Les positions idéales pour profiter pleinement de la machine : Le support doit être plat et parfaitement stable, ce qui exclut évidemment toute portabilité. Pour la première fois, Nintendo déconseille l'utilisation de la console aux enfants de moins de 7 ans. Terminons en signalant qu'un emploi abusif (plus de 15 minutes) de l'engin provoque généralement des migraines chez l'utilisateur (c'est du vécu). On note aussi, cas rarissime, qu'on ne peut jamais regarder le pad pendant qu'on joue.

Fonctionnement

Mais comment simuler un relief à partir d'une surface plane ? C'est ce que je vais tenter de vous expliquer dans les lignes qui suivent. Notre oeil gauche et notre oeil droit visualisent chacun une image différente, due à la distance qui les sépare. A partir de ces 2 images, le cerveau en recrée une, unique, avec une impression de profondeur : le fameux relief (essayez donc de jouer au tennis en ne gardant qu'un oeil ouvert, résultat garanti).

La vision en relief découle du fait que les yeux fournissent au cerveau des images décalées. Question existentielle : le cyclope appréhendait-il une réalité comparable à la nôtre ?

Sachant cela, il "suffit' de simuler ce processus. Le Virtual Boy s'appuie en fait sur une structure similaire à celle de l'oeil humain, c'est à dire un ingénieux système de parallaxe. De petites LED (Light Emitting Diode) forment sur un miroir mobile une image par oeil. Le balayage du miroir tirant parti de la persistance rétinienne de notre oeil (tout comme le téléviseur classique). L'affichage se fait ici en rouge, la couleur étant techniquement possible par l'ajout de LED bleues et vertes. Ces dernières auraient cependant provoqué un prix 3 fois plus élevé pour une résolution 3 fois moindre.

- ACTIONS DEMANDÉES
A: Selon l'extrait sur le Virtual Boy, de quelle couleur est l'affichage de la console ?
B: Recopiez à l'identique, dans l'extrait sur le Virtual Boy, tout ce qui va de « La vision en » jusqu'à « à la nôtre ? ».
Les données ne jouent ici aucun rôle.

- DONNÉES

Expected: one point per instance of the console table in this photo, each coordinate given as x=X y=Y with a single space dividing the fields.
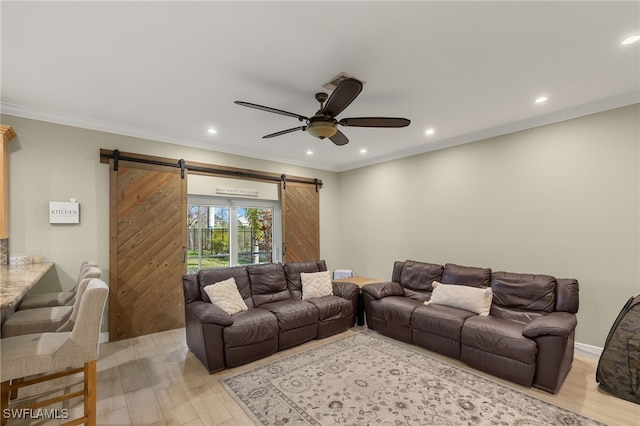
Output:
x=16 y=281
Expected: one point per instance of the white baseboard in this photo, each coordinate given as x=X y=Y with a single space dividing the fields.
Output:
x=588 y=350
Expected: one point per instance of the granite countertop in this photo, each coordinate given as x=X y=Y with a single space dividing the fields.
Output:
x=17 y=280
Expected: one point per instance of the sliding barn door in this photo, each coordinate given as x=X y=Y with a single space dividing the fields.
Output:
x=147 y=259
x=300 y=222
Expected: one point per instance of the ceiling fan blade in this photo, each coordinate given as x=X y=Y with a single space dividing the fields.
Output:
x=339 y=138
x=375 y=122
x=342 y=96
x=273 y=110
x=284 y=132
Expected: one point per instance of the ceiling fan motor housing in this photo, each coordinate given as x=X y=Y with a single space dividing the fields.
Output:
x=322 y=126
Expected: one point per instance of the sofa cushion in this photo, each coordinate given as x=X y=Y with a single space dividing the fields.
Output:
x=213 y=275
x=500 y=337
x=473 y=299
x=292 y=271
x=418 y=276
x=442 y=320
x=225 y=294
x=316 y=284
x=524 y=292
x=332 y=307
x=293 y=313
x=466 y=275
x=268 y=283
x=251 y=326
x=395 y=310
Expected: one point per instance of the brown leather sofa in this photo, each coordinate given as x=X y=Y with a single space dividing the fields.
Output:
x=527 y=338
x=277 y=317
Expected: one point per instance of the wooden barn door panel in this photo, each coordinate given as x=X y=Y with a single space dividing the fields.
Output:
x=300 y=222
x=148 y=235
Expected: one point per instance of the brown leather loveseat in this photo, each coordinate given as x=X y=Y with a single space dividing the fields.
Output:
x=277 y=317
x=526 y=335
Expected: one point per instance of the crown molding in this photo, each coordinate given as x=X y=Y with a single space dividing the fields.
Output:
x=542 y=120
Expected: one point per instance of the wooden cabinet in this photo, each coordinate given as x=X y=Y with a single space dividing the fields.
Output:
x=7 y=135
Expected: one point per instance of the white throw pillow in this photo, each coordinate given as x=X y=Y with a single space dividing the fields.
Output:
x=474 y=299
x=316 y=284
x=226 y=295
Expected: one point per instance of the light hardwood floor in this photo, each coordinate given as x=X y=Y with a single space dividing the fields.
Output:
x=155 y=380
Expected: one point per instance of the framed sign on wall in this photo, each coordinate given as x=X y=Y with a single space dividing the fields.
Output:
x=64 y=212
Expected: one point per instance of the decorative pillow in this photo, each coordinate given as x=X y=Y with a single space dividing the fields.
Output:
x=225 y=294
x=474 y=299
x=316 y=284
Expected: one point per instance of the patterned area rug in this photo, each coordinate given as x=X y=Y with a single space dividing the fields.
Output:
x=366 y=379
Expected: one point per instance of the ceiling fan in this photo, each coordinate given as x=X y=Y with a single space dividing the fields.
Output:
x=324 y=123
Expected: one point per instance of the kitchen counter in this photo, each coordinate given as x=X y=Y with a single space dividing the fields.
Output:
x=17 y=280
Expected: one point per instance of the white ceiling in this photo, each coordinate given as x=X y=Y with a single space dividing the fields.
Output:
x=170 y=70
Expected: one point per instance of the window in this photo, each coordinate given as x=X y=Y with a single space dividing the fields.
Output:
x=223 y=232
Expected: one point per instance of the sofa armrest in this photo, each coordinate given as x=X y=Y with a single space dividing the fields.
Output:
x=208 y=313
x=345 y=290
x=380 y=290
x=553 y=324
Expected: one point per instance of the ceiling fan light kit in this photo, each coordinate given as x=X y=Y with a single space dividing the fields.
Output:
x=324 y=124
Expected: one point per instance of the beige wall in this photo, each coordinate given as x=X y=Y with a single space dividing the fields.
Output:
x=51 y=162
x=561 y=199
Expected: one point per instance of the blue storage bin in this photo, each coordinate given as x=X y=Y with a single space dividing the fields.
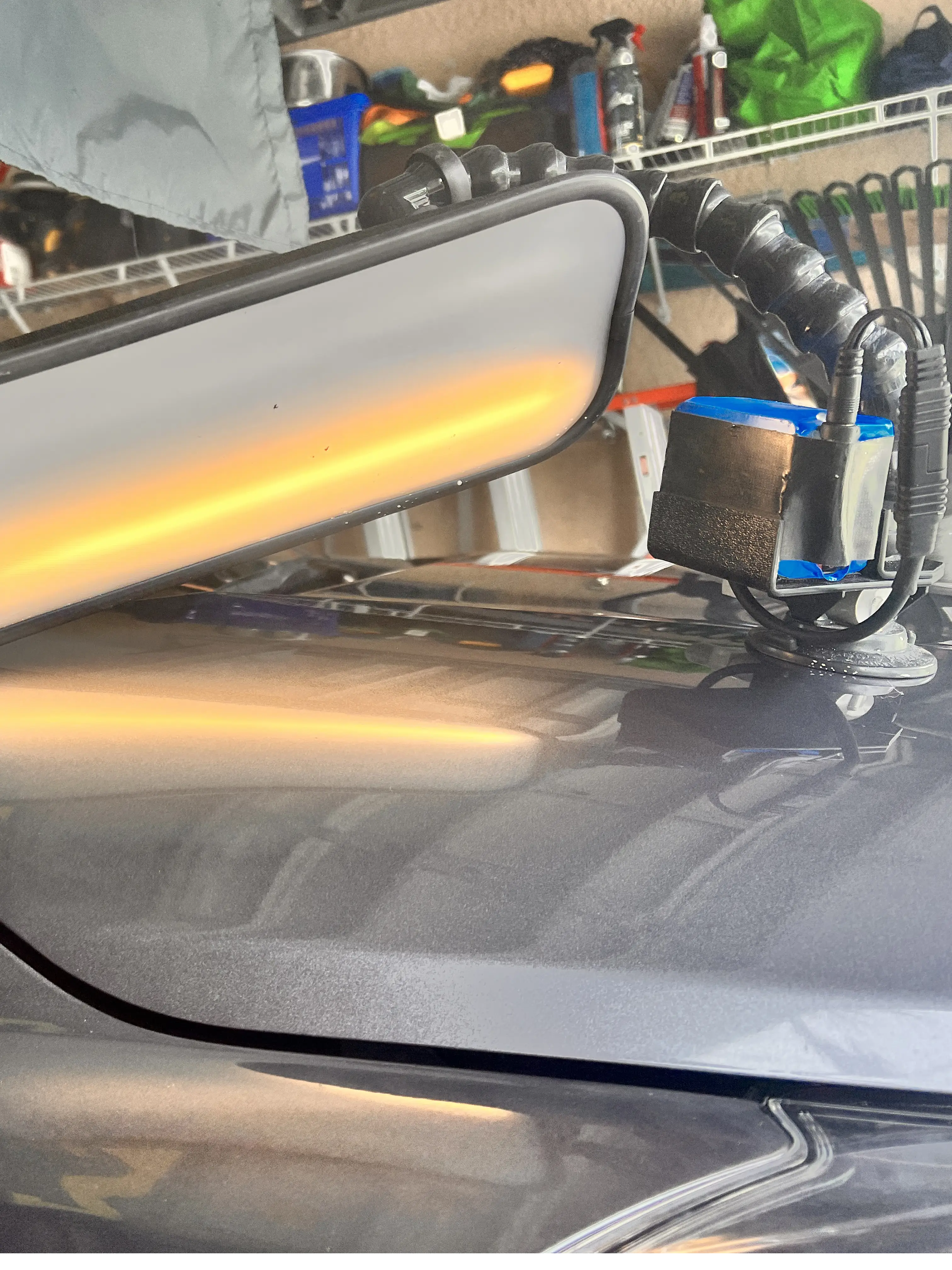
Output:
x=329 y=144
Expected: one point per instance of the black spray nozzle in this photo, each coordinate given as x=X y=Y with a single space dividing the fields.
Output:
x=620 y=33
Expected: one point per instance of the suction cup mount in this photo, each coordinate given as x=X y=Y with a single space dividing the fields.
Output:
x=890 y=655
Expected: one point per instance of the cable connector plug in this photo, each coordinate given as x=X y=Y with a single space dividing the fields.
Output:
x=923 y=451
x=843 y=406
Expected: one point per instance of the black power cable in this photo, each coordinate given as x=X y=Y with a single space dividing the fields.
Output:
x=922 y=486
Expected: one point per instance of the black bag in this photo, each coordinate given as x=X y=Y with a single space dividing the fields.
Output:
x=923 y=60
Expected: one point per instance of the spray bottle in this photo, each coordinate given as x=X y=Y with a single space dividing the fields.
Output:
x=706 y=45
x=624 y=94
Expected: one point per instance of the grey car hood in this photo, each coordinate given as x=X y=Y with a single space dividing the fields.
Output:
x=494 y=809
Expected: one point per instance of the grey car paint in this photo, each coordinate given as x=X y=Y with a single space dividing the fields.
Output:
x=738 y=877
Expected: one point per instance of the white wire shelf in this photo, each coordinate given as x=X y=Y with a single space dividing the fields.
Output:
x=130 y=276
x=832 y=128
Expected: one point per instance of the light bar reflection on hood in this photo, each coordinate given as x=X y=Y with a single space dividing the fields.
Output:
x=143 y=515
x=61 y=743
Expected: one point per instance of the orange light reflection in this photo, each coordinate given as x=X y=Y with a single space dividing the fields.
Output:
x=158 y=518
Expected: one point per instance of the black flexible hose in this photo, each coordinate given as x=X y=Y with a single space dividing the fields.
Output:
x=782 y=276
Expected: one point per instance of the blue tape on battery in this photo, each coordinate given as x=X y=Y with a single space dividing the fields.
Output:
x=800 y=421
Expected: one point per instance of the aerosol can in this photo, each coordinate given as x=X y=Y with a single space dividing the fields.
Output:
x=622 y=93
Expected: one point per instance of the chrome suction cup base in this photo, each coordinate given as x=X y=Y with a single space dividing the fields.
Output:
x=890 y=655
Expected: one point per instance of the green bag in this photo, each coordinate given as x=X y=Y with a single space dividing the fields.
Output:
x=794 y=58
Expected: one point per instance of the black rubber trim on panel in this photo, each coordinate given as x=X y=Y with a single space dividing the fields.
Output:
x=258 y=281
x=683 y=1080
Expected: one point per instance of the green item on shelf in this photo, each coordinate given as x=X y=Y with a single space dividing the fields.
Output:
x=382 y=134
x=480 y=124
x=795 y=58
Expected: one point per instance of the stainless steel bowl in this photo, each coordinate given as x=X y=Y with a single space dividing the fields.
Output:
x=318 y=75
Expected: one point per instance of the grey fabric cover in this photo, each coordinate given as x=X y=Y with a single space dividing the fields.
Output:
x=168 y=108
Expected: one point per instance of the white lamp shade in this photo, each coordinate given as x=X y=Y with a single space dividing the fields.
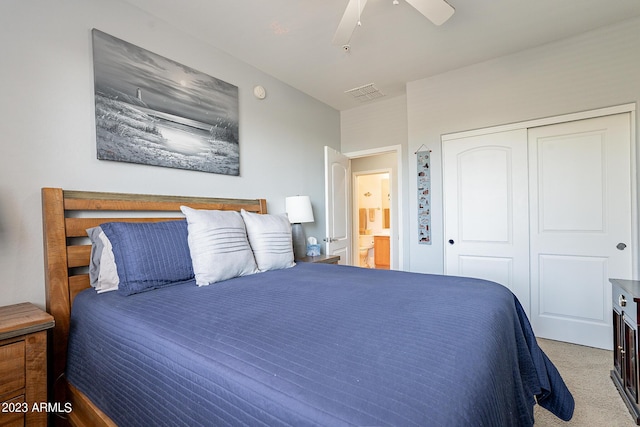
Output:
x=298 y=209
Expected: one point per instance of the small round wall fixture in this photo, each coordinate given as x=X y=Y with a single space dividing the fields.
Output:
x=259 y=92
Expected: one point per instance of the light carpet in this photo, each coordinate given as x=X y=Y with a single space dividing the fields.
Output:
x=585 y=370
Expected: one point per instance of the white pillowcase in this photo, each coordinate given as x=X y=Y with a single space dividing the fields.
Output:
x=270 y=239
x=108 y=278
x=218 y=245
x=103 y=271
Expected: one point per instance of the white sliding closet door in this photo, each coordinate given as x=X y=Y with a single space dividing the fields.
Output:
x=545 y=209
x=581 y=226
x=486 y=209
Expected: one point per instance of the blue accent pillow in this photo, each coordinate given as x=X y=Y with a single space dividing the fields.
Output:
x=149 y=255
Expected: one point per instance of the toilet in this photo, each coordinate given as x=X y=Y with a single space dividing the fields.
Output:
x=365 y=248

- RÉSULTATS OBTENUS
A: L'affichage se fait en rouge.

B:
La vision en relief découle du fait que les yeux fournissent au cerveau des images décalées. Question existentielle : le cyclope appréhendait-il une réalité comparable à la nôtre ?